# [WHAT IS NEEDED]
Pull every line of the entries that has the word "grass".

# [EXERCISE DATA]

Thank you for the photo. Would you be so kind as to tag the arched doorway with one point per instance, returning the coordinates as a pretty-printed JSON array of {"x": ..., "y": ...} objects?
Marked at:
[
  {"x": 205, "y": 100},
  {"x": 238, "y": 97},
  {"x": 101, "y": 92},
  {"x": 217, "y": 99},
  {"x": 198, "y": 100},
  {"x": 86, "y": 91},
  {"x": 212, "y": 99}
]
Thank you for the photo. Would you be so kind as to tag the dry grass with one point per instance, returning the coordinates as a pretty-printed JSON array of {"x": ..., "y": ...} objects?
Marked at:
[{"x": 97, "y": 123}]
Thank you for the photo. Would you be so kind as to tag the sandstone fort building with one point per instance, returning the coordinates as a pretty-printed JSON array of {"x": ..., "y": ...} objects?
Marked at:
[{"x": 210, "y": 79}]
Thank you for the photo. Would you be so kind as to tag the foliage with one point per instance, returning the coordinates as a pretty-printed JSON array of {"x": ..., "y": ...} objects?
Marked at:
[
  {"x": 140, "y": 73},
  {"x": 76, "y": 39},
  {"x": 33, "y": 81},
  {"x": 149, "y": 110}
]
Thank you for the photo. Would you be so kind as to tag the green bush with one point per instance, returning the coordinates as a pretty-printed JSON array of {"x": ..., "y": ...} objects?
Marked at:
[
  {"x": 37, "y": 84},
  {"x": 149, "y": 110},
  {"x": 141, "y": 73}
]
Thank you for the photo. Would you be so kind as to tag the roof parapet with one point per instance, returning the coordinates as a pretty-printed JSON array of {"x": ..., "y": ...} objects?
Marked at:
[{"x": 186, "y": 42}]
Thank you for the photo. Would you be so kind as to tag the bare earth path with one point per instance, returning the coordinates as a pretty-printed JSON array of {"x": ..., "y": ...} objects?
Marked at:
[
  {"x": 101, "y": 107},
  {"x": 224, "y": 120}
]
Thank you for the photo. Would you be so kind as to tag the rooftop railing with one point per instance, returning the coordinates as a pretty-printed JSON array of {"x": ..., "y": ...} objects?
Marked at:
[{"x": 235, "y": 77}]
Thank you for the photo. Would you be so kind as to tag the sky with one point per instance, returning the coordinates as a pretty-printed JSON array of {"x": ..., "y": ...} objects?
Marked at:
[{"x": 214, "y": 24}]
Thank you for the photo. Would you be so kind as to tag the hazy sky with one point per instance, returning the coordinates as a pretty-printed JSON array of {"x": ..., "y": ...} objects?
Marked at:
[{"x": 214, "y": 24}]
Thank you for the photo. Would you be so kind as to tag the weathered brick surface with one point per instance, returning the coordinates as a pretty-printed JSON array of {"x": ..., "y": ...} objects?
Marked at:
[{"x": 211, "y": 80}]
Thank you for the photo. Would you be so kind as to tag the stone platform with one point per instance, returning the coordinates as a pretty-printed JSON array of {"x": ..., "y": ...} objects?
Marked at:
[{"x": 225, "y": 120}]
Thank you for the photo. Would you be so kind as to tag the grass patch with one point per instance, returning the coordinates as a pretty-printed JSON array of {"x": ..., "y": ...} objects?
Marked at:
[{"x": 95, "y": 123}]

# [REPLY]
Thank you for the photo. Would you be so kind as to tag the dry grass with one point per instance, returning the coordinates as a pretty-printed JSON array of {"x": ..., "y": ...} objects?
Thank you for the photo. Would you be so kind as to tag the grass patch with one point per instance, returning the coordinates as a pretty-printed JSON array of {"x": ..., "y": ...} objects?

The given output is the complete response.